(Extracted data entries)
··········

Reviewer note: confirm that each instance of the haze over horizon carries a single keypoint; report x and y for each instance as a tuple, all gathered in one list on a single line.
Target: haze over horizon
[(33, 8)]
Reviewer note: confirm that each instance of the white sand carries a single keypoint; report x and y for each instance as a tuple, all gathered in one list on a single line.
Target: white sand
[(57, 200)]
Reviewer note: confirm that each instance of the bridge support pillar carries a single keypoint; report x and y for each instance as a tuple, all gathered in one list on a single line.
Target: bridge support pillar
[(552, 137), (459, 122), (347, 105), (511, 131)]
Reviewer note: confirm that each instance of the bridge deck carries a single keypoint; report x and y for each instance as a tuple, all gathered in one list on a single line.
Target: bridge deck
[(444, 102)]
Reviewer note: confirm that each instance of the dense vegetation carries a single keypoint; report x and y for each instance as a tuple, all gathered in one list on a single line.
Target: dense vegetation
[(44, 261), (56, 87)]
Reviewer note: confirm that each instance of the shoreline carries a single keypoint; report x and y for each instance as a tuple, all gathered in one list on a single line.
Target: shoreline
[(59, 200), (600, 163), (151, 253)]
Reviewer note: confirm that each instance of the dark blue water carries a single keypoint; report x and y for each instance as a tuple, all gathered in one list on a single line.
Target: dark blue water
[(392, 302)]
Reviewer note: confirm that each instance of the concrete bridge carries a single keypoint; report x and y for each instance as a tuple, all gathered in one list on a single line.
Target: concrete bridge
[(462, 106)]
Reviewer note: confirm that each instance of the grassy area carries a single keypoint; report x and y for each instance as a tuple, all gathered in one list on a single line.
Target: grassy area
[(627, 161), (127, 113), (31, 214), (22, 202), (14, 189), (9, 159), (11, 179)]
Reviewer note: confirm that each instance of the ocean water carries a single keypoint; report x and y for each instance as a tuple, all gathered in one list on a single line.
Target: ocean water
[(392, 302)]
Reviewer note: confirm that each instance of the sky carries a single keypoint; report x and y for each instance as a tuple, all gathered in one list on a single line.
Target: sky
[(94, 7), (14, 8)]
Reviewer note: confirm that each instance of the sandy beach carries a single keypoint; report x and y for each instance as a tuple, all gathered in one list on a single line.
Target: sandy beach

··········

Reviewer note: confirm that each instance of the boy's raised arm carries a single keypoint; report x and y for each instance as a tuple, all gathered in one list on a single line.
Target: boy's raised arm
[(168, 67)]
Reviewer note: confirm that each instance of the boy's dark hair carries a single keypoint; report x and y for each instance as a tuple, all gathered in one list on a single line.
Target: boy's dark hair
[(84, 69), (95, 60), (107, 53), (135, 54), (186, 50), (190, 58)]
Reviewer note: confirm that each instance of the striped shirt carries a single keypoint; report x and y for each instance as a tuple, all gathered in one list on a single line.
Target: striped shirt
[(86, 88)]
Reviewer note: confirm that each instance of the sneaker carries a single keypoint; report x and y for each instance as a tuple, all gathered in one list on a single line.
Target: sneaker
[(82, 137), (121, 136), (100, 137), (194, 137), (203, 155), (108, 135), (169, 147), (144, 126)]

··········

■ **Try it**: Taking the line with "Reviewer note: confirm that each instance of the haze" as the first and the line with "Reviewer note: confirm that each instance of the dark" as the last, retype that stretch of the data above exactly, with no other lines.

■ **Your solution**:
Reviewer note: confirm that each instance of the haze over horizon carries a single keypoint; report x and y for each instance as a tuple, all gathered in one list on a single line.
Target: haze over horizon
[(33, 8)]
Reviewer note: confirm that each instance of the white sand carries a single keypoint; report x and y for each instance as a tuple, all gathered in one list on a single line.
Target: white sand
[(57, 200)]
Reviewer note: confirm that each instance of the bridge support pillar carries a single keypoint; report x and y for each instance as a tuple, all gathered in one list on a single line.
Target: bridge support pillar
[(552, 137), (459, 122), (347, 105), (511, 131)]
Reviewer note: confirm that each instance of the bridge deck carries a single keypoint; report x and y for each instance as a tuple, all gathered in one list on a single line.
Target: bridge deck
[(444, 102)]
Reviewer note: confirm that each instance of the dense vegetation carries a single keypoint; report x and y for each instance as a tuple, all gathered in one list on a single line.
Target: dense vegetation
[(44, 261), (56, 87)]
Reviewer note: confirm that each instance of the shoreline carries a single keypoint; report x and y for each instance as a tuple, all gathered in one list on a single line.
Target: shoreline
[(59, 200), (600, 163), (151, 253)]
Reviewer note: confirm that each instance of the dark blue water carries a single keypoint; report x and y for each instance as a tuple, all gathered in one list on a single line.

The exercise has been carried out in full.